*** Exercise materials ***
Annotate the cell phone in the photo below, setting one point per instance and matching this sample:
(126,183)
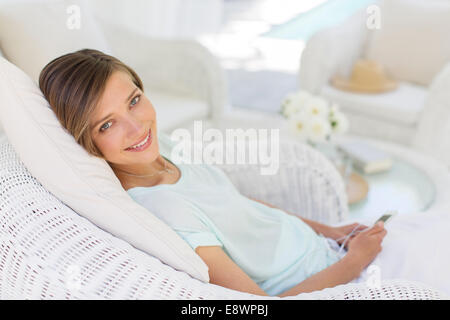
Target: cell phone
(385,217)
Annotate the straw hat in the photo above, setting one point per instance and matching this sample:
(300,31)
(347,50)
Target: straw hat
(367,76)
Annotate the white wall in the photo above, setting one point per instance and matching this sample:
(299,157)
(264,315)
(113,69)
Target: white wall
(164,18)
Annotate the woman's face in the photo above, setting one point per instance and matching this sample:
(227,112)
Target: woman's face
(124,117)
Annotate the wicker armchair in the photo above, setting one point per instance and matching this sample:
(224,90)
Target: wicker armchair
(48,251)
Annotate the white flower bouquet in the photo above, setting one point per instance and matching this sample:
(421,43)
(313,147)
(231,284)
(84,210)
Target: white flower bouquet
(312,118)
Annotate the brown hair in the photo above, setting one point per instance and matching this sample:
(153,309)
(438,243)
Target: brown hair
(73,84)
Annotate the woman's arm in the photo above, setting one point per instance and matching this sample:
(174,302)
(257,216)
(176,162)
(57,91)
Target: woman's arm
(224,272)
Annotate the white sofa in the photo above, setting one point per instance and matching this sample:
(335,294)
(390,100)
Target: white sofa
(412,44)
(184,81)
(48,251)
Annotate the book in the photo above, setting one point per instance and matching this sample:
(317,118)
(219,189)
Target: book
(367,158)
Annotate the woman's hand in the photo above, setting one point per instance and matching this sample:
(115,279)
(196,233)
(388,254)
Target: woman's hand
(340,233)
(366,245)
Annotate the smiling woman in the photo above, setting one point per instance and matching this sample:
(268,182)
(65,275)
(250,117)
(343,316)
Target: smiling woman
(101,102)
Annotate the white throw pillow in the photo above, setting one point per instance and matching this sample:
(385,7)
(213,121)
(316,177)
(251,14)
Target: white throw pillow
(413,41)
(85,183)
(33,34)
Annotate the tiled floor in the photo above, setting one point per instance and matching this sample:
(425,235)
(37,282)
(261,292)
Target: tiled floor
(261,70)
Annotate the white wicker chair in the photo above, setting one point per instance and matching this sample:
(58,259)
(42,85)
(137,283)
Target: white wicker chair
(48,251)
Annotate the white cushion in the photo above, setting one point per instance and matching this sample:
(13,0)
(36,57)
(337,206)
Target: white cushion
(171,108)
(402,105)
(85,183)
(413,42)
(33,34)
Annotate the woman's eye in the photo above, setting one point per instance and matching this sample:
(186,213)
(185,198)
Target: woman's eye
(136,99)
(103,128)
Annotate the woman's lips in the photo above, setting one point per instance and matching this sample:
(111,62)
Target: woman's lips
(144,146)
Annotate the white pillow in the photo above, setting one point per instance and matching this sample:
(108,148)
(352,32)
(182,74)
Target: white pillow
(413,42)
(83,182)
(33,34)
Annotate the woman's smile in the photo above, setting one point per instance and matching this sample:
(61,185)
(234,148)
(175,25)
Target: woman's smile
(144,144)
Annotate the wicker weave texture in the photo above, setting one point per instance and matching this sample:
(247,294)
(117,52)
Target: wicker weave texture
(47,251)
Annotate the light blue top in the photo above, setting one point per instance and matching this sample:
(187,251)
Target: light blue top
(277,250)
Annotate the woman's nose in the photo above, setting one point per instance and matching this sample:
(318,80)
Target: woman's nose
(134,128)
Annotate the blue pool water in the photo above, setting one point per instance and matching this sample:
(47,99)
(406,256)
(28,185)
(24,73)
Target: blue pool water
(330,13)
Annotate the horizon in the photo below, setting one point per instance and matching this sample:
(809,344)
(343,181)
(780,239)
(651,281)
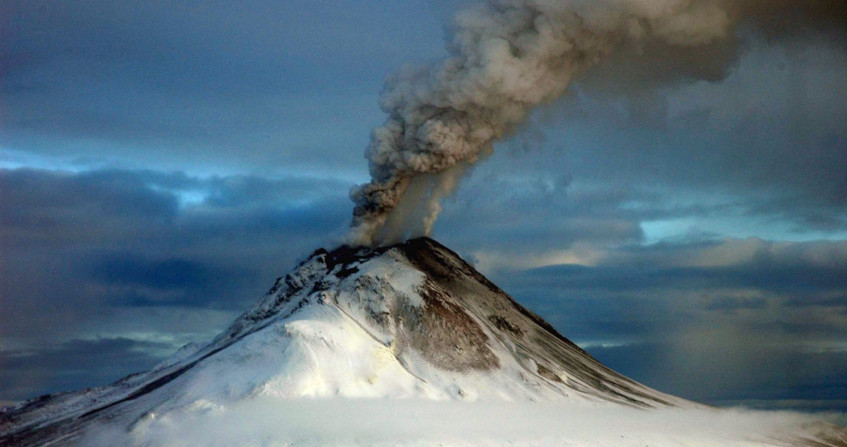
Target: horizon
(160,166)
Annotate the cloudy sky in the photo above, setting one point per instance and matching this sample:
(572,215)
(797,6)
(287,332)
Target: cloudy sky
(162,162)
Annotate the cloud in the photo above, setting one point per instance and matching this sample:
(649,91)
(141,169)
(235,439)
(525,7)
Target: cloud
(108,252)
(194,84)
(72,365)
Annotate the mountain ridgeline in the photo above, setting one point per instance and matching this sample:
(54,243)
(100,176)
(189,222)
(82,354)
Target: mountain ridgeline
(411,320)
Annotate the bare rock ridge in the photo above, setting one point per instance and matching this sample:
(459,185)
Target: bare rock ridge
(411,320)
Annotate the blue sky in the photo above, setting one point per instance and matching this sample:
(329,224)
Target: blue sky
(161,163)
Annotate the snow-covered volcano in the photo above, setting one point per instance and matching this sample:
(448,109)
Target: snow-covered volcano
(410,323)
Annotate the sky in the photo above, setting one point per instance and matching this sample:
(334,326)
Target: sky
(161,163)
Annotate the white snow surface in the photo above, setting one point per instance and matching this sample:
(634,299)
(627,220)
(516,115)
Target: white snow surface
(324,359)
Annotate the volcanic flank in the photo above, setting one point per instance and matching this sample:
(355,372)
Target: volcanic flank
(411,321)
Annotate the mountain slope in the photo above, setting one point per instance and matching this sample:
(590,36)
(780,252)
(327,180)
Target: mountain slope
(409,321)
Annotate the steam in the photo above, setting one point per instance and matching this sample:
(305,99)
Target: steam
(507,57)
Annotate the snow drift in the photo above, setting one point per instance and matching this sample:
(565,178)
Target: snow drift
(405,344)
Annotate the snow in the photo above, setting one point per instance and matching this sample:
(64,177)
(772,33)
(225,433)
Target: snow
(329,357)
(270,422)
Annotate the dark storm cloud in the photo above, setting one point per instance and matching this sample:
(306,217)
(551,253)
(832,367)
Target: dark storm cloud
(188,82)
(779,376)
(730,304)
(72,365)
(76,242)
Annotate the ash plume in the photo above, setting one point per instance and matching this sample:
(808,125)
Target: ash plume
(507,57)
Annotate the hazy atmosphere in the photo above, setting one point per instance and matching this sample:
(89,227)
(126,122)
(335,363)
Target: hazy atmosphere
(680,211)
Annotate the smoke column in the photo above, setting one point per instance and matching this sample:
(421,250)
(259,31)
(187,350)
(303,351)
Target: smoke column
(507,57)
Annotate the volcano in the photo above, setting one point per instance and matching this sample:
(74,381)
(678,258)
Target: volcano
(363,339)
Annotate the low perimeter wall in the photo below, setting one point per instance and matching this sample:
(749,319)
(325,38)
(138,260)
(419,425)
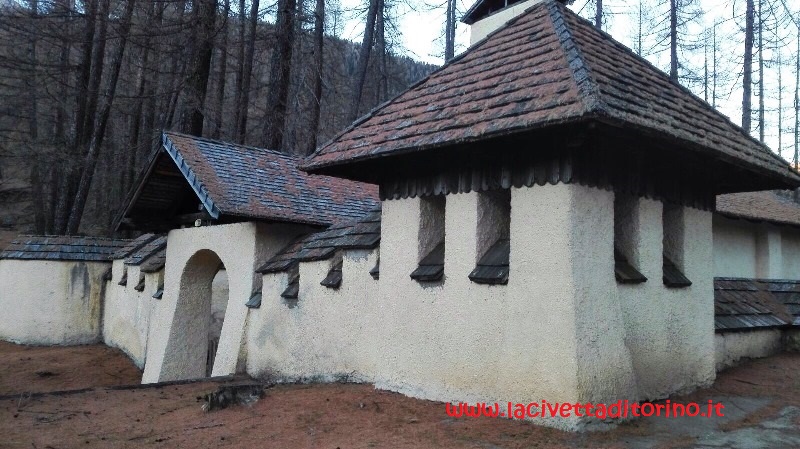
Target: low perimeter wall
(51,302)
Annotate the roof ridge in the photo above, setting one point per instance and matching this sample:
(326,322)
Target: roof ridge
(613,41)
(233,144)
(581,74)
(191,176)
(303,165)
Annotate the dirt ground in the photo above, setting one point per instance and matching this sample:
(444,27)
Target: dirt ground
(54,368)
(761,396)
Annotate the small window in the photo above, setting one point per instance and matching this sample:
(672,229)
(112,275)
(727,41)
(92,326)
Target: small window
(375,272)
(293,288)
(493,245)
(334,278)
(431,240)
(626,233)
(673,228)
(124,279)
(255,301)
(140,285)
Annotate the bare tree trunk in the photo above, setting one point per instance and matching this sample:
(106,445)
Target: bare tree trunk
(714,67)
(797,103)
(319,42)
(176,76)
(705,69)
(598,14)
(673,41)
(639,32)
(450,31)
(33,126)
(363,60)
(380,47)
(223,71)
(780,104)
(67,179)
(272,136)
(129,168)
(99,130)
(193,114)
(747,78)
(242,105)
(760,73)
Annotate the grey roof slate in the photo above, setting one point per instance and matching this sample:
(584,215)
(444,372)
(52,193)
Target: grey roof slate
(44,247)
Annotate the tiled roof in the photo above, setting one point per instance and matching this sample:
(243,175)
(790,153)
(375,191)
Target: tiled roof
(545,67)
(741,304)
(770,205)
(364,233)
(250,182)
(43,247)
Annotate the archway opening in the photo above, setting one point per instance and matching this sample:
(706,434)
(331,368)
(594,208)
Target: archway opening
(219,303)
(198,320)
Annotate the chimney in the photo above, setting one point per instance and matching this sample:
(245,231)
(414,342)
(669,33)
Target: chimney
(486,16)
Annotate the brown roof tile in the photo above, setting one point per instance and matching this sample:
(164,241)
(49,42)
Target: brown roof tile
(770,205)
(753,303)
(546,67)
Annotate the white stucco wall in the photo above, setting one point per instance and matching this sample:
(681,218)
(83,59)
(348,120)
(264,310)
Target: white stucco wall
(561,330)
(242,248)
(51,302)
(790,253)
(127,312)
(483,27)
(732,347)
(734,248)
(669,332)
(755,250)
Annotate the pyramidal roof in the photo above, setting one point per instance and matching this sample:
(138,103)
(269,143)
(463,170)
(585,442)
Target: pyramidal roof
(543,68)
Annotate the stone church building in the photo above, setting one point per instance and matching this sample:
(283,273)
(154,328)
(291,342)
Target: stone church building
(547,216)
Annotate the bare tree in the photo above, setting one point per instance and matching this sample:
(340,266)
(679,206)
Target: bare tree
(193,115)
(363,60)
(275,120)
(98,130)
(319,42)
(246,73)
(450,31)
(747,73)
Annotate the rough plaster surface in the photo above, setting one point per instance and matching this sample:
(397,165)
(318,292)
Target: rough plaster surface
(483,27)
(494,218)
(431,220)
(734,248)
(669,332)
(179,331)
(731,347)
(51,302)
(755,250)
(790,253)
(561,330)
(127,312)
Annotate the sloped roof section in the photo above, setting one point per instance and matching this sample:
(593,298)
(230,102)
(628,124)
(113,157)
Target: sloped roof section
(364,233)
(44,247)
(234,183)
(258,183)
(544,68)
(745,304)
(775,206)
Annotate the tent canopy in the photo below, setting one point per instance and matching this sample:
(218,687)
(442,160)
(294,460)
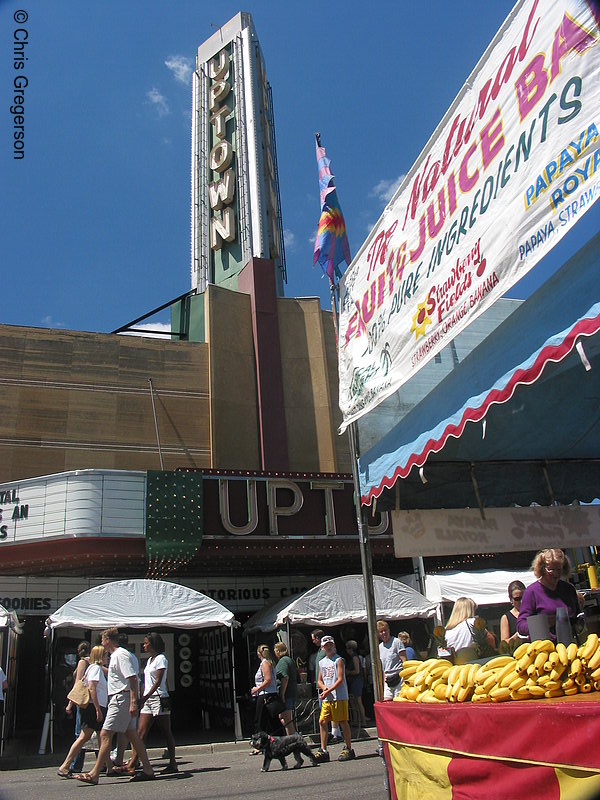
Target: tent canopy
(141,604)
(342,600)
(485,587)
(517,422)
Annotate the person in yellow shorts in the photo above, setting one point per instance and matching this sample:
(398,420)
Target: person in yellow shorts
(333,693)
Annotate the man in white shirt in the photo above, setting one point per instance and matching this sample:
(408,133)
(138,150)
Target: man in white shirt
(122,711)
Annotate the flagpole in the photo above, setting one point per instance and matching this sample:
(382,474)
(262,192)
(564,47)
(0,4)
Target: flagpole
(365,552)
(361,519)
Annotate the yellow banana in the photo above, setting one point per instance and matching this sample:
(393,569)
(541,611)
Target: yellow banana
(491,681)
(440,691)
(500,694)
(540,660)
(506,670)
(408,672)
(518,683)
(536,691)
(594,660)
(411,693)
(521,650)
(509,678)
(553,660)
(465,694)
(576,667)
(454,671)
(411,662)
(551,685)
(543,646)
(524,662)
(494,663)
(520,694)
(561,652)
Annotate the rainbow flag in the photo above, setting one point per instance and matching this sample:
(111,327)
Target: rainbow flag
(331,245)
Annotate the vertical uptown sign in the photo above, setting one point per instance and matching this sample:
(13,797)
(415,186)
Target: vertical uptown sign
(220,191)
(236,209)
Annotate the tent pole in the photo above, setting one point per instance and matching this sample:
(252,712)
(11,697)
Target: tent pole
(48,690)
(367,568)
(237,722)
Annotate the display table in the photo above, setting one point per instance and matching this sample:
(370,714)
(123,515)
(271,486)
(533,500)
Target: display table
(547,749)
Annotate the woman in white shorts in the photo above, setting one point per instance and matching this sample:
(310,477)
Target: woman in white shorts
(155,702)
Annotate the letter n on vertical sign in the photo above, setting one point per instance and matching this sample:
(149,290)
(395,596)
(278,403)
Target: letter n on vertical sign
(174,516)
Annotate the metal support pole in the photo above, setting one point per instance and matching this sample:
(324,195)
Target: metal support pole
(155,423)
(367,568)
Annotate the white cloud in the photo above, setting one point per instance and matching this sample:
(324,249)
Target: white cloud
(159,101)
(385,190)
(181,67)
(48,322)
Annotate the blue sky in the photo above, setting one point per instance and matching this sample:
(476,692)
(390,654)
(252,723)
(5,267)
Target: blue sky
(95,221)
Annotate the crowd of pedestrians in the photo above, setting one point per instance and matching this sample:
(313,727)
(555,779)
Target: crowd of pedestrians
(116,706)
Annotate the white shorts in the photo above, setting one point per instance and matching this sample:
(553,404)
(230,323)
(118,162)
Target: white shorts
(118,719)
(153,706)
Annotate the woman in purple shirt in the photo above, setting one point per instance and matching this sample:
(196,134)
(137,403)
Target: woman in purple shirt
(552,590)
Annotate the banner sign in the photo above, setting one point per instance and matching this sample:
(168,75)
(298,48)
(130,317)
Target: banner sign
(510,169)
(504,530)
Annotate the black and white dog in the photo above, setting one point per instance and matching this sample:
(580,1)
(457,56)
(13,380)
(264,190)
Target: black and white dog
(281,746)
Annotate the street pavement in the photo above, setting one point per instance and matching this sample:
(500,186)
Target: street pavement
(217,772)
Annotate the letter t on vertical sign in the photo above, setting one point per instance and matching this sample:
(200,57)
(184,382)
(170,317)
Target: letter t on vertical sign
(282,511)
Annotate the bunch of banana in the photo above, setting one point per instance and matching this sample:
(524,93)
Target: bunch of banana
(535,670)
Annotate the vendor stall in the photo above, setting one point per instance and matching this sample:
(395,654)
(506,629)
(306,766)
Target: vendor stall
(492,751)
(148,604)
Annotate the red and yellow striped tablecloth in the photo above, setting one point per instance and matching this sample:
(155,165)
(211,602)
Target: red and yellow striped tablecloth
(547,749)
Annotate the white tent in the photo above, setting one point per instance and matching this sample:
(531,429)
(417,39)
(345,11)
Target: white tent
(484,587)
(141,603)
(342,600)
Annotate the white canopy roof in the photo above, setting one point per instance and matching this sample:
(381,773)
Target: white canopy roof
(483,586)
(341,600)
(141,604)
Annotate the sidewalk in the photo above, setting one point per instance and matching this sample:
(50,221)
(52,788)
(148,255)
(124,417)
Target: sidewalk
(18,755)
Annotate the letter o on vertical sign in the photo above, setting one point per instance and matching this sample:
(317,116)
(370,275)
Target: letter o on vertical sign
(220,156)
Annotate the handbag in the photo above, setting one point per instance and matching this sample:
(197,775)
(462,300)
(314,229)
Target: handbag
(165,703)
(79,694)
(273,705)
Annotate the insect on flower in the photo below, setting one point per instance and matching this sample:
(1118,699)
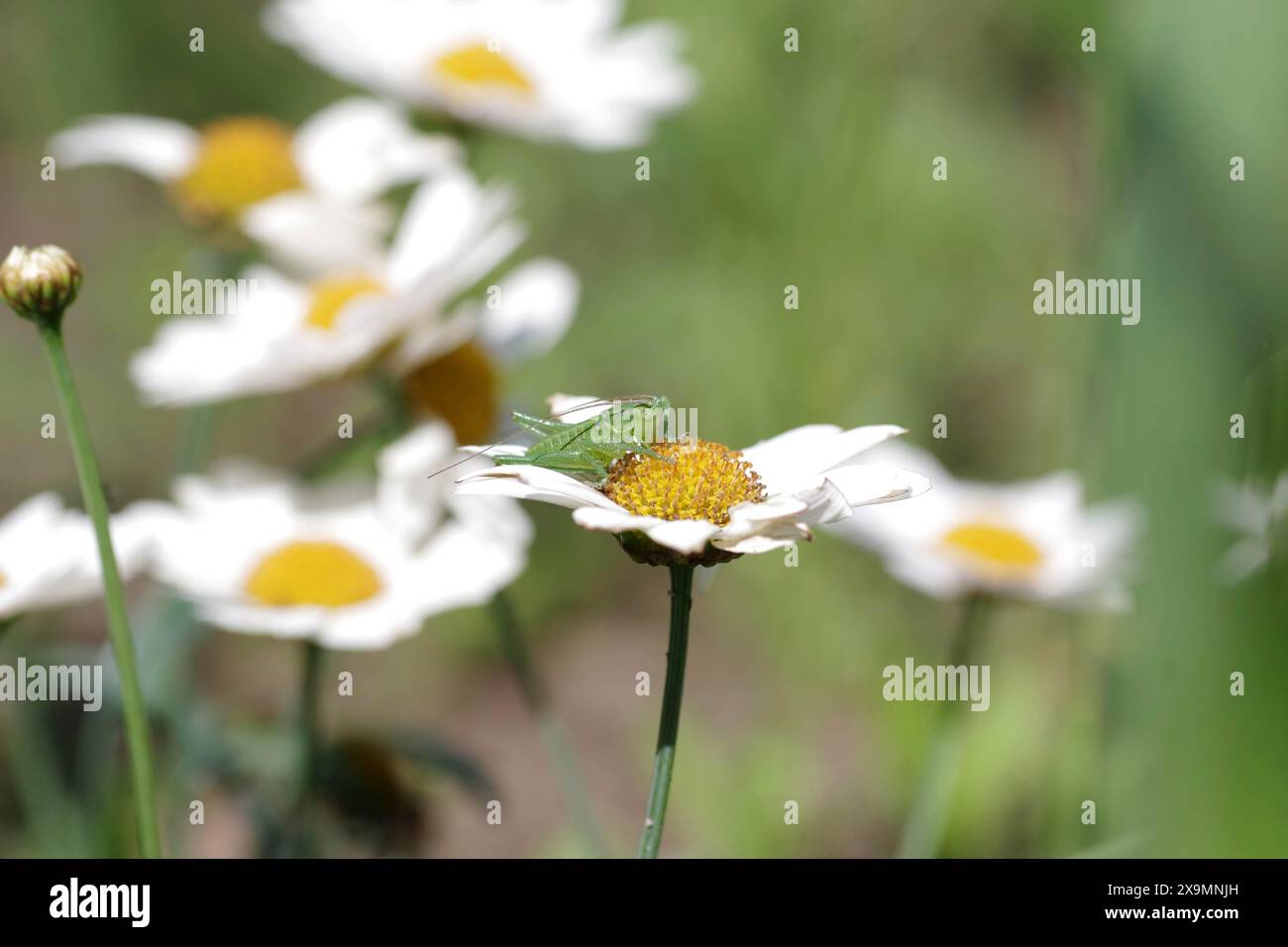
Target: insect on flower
(588,447)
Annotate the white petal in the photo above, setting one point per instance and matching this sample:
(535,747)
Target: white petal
(314,235)
(536,304)
(410,501)
(798,455)
(527,482)
(159,149)
(357,149)
(863,484)
(452,224)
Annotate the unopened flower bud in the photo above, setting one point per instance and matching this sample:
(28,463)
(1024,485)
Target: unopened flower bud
(39,282)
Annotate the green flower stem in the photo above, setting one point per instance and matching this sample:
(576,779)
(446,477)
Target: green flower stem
(928,815)
(308,719)
(669,725)
(114,595)
(553,736)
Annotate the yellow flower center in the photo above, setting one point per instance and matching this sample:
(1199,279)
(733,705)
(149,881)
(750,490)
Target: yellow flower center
(698,480)
(240,161)
(312,574)
(993,547)
(476,67)
(459,386)
(330,295)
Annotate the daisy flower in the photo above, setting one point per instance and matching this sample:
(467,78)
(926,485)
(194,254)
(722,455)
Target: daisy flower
(1258,514)
(50,556)
(702,502)
(1034,540)
(348,566)
(450,368)
(548,69)
(688,502)
(286,333)
(275,184)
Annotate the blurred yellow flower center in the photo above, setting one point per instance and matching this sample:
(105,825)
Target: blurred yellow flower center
(702,480)
(477,67)
(312,574)
(995,547)
(330,295)
(459,386)
(240,161)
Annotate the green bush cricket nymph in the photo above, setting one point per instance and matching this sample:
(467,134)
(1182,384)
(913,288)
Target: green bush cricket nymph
(588,449)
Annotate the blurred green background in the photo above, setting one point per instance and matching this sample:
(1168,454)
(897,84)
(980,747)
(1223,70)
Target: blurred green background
(807,169)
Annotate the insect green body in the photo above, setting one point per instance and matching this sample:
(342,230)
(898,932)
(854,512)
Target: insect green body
(588,449)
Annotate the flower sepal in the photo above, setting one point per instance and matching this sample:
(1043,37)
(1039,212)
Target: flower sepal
(40,282)
(645,552)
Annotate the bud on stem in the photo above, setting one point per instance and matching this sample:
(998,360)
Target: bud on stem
(40,282)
*** End of Exercise materials ***
Problem details →
Work out how many lines above include the string "below", then give that number alone.

Task response →
5